STATED PROBLEM | From the line containing "Every instance gets one point. Tag the truck wheel" through the last line of the data, return those lines exactly as written and nothing more.
* begin PROVIDED DATA *
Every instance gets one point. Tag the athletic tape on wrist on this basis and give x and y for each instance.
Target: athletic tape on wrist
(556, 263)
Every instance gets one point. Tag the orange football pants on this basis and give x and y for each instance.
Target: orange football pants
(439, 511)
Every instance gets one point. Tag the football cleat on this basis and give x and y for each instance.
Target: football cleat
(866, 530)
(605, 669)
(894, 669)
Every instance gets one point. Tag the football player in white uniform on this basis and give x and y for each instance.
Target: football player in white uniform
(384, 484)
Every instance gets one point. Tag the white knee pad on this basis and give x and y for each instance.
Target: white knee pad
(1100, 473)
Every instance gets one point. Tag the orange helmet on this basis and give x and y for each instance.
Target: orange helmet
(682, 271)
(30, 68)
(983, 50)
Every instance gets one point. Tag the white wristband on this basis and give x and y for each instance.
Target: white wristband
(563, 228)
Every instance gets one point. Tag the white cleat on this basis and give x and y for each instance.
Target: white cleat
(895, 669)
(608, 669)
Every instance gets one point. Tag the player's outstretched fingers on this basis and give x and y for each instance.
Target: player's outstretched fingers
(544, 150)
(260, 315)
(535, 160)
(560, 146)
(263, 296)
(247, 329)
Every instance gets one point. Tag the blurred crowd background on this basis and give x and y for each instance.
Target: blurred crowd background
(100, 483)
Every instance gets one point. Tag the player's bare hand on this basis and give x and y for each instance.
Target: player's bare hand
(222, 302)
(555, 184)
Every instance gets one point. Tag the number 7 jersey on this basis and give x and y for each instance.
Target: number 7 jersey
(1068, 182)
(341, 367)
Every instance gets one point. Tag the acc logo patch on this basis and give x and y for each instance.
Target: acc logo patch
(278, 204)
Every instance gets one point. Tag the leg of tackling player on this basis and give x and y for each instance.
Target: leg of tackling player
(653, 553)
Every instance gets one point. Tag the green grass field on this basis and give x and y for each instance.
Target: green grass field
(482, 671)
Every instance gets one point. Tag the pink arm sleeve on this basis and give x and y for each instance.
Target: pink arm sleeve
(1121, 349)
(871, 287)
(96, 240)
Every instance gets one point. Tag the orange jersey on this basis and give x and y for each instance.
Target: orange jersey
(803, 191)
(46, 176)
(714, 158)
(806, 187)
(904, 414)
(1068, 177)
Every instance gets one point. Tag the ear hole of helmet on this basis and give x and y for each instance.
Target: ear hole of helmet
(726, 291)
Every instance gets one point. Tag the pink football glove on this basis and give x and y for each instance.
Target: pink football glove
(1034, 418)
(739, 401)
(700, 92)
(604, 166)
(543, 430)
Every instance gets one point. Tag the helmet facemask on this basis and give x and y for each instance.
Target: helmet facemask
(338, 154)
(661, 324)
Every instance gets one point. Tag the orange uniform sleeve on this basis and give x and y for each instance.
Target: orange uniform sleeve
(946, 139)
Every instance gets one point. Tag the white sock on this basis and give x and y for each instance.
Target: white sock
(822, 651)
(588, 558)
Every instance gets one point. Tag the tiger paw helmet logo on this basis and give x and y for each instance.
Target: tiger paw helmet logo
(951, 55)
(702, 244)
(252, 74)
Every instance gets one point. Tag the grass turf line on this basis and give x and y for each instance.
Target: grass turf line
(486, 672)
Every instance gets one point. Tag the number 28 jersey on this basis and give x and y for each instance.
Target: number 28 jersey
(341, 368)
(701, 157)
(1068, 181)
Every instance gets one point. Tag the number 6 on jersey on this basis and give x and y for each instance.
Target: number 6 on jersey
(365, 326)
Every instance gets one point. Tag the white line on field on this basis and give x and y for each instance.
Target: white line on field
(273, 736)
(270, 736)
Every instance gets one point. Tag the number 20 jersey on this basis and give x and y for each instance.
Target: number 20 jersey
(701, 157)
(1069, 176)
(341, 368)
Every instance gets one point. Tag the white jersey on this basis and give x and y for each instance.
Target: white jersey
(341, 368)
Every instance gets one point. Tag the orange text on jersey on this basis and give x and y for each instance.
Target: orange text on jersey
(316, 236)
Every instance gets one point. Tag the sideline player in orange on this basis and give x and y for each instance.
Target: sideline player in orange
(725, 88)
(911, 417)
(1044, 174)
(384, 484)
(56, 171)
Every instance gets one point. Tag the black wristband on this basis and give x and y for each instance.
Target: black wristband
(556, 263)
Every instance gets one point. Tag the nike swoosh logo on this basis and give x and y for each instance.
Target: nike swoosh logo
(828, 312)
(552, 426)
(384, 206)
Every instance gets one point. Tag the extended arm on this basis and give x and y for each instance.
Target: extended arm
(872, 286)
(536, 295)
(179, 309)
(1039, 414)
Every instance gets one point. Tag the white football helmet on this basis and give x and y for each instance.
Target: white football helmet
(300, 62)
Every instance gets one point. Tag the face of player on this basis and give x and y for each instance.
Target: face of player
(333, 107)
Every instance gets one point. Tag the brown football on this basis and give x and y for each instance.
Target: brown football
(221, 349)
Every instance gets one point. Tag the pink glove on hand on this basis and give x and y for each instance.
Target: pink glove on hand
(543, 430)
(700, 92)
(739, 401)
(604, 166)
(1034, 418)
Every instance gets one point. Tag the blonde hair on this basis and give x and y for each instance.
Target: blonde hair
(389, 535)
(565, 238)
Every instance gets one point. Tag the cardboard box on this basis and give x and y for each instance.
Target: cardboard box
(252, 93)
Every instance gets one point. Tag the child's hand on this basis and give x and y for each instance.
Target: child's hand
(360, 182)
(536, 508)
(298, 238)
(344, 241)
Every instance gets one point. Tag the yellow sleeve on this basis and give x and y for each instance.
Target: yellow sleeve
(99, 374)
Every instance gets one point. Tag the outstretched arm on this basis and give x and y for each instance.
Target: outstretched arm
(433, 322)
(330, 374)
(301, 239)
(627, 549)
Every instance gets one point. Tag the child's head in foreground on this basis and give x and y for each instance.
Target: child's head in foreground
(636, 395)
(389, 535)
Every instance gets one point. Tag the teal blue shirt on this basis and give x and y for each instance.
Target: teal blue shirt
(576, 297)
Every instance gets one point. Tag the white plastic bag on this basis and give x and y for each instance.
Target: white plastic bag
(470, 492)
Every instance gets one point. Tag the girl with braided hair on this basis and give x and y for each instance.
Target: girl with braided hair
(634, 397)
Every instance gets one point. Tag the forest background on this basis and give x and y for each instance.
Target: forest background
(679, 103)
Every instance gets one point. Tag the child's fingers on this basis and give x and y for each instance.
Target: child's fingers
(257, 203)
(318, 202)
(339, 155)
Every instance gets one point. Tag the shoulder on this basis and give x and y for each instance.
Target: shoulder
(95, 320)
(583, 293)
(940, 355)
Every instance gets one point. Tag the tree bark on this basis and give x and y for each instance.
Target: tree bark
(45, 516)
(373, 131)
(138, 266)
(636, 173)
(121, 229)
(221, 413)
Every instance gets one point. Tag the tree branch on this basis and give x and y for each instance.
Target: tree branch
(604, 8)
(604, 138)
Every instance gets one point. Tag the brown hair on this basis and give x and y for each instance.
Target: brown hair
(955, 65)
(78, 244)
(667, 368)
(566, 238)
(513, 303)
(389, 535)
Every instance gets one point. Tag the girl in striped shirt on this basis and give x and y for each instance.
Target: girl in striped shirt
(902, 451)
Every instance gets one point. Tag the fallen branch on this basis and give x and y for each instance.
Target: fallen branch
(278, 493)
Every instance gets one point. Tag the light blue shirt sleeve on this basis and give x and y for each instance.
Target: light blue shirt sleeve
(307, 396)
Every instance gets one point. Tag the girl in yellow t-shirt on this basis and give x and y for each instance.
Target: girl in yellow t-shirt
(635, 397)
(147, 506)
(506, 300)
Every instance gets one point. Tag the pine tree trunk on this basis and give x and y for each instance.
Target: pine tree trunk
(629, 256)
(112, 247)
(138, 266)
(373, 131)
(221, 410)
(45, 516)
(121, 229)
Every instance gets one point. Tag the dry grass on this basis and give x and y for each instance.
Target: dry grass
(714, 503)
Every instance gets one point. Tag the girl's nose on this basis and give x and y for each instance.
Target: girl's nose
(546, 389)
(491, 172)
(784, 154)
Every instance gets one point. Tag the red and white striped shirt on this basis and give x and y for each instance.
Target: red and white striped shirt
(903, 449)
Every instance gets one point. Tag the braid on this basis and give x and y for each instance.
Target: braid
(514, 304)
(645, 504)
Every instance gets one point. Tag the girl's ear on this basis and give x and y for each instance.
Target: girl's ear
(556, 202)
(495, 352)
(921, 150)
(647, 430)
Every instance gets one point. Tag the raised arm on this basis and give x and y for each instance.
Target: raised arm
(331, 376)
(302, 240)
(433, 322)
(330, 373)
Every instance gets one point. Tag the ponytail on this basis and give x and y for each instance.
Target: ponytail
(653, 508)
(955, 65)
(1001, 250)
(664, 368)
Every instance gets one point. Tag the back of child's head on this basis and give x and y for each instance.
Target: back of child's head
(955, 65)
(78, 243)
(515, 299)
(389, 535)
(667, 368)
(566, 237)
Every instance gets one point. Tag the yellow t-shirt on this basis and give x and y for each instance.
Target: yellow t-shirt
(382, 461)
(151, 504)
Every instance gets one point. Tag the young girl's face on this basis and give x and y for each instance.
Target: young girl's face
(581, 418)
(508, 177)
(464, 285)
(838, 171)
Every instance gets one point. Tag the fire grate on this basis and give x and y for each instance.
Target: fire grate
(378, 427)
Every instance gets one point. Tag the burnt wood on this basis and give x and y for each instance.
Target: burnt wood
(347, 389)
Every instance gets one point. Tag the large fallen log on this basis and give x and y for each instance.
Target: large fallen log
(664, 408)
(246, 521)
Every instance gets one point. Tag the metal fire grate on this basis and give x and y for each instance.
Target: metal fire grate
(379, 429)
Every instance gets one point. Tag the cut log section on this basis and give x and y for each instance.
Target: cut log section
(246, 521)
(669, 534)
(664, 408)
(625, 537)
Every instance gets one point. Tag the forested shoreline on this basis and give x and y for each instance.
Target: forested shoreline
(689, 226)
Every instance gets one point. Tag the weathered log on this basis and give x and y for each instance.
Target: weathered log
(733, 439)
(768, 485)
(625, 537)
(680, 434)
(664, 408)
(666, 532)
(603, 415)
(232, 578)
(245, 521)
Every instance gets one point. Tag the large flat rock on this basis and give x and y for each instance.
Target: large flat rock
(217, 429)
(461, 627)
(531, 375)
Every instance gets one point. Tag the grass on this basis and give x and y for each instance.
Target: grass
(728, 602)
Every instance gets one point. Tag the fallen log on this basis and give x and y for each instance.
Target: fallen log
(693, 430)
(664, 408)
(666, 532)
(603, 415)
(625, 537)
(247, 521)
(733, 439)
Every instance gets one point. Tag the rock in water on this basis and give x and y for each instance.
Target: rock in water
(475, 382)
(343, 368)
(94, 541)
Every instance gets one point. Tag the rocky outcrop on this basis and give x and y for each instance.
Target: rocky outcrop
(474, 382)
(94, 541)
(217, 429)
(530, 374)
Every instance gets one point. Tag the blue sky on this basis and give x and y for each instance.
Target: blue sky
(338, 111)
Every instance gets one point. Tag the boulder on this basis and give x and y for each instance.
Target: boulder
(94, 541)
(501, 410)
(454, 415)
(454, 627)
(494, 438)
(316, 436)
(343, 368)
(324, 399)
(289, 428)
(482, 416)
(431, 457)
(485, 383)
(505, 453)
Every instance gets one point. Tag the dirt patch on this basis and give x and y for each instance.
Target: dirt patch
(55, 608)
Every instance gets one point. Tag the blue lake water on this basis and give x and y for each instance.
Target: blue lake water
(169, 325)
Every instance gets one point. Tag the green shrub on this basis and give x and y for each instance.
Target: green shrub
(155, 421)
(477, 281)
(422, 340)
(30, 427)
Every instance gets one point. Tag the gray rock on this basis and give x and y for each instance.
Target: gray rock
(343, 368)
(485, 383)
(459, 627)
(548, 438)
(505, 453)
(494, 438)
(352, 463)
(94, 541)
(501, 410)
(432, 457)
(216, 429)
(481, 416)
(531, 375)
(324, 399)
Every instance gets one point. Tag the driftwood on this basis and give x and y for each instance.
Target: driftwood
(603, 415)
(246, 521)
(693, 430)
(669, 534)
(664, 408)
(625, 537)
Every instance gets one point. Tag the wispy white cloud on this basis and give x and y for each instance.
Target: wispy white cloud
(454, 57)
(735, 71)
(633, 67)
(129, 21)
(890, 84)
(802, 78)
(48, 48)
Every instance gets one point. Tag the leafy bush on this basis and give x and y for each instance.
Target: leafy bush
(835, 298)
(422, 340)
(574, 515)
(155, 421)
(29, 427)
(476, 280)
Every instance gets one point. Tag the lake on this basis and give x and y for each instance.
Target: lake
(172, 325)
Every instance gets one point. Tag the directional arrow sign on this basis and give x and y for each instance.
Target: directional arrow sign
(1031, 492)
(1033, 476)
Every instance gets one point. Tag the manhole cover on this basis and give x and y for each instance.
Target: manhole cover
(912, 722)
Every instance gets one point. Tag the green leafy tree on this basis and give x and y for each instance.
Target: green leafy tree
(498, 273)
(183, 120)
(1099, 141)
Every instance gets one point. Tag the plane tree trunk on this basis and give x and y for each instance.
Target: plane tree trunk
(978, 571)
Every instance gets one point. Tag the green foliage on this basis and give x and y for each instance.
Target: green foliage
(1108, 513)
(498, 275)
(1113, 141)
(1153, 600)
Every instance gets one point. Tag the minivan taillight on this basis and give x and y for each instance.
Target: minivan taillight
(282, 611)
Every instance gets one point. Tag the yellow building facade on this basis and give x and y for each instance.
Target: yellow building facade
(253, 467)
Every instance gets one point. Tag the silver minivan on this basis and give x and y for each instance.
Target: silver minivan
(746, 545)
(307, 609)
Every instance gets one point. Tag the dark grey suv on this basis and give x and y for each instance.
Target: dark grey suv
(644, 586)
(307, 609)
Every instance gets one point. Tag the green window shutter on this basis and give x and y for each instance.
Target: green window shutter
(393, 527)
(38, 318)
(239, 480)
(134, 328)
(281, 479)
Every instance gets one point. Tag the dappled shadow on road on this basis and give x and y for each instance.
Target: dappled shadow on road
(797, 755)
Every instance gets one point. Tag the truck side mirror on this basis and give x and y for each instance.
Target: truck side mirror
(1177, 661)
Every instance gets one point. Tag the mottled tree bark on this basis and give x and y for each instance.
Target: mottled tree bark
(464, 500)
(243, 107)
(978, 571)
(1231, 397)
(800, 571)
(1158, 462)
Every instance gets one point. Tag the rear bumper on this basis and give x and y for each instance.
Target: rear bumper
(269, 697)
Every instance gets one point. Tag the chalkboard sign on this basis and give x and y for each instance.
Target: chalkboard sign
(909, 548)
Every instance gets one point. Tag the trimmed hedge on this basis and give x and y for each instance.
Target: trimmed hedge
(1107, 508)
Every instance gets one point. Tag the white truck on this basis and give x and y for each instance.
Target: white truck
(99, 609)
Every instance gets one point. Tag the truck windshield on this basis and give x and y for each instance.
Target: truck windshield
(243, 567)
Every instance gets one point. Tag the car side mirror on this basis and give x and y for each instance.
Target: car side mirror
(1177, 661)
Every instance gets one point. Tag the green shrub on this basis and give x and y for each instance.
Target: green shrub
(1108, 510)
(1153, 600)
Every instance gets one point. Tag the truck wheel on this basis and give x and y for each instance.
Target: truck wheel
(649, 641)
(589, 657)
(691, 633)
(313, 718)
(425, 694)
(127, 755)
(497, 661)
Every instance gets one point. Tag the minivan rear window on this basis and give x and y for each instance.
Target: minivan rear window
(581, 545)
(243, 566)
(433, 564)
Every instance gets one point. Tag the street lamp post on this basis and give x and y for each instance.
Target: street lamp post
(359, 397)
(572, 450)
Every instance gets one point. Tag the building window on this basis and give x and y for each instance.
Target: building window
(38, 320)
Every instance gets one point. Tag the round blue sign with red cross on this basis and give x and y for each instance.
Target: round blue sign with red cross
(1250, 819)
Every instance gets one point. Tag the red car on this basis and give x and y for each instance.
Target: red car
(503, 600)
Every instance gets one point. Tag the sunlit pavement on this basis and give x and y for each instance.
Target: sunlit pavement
* end PROVIDED DATA *
TASK RESULT |
Every instance gets one point. Tag the truck wheel on this basis and give x and y for each instance.
Target: truck wheel
(649, 641)
(589, 657)
(691, 633)
(313, 718)
(425, 694)
(127, 755)
(497, 661)
Every instance gets one point. Tag the minivan rear window on this basis and give x and y for each instance.
Target: minivan rear window
(581, 545)
(243, 566)
(433, 564)
Every instance gets one point. Tag the street lamp post on this basis and give x and y for each instance.
Target: street lamp post
(359, 397)
(572, 450)
Every instance gets one point. Tag the building window on this basis and give x and y for each instance.
Target: building window
(38, 320)
Every instance gets one point. Tag the round blue sign with red cross on this basis and give x and y for each instance.
Target: round blue sign with red cross
(1250, 819)
Every instance gets one point. Tag the red car on this basis and give x and y for each instance.
Target: red car
(503, 600)
Every instance gets one point. Tag the sunlit pavement on this basis and give x and y for each instance.
Target: sunlit pavement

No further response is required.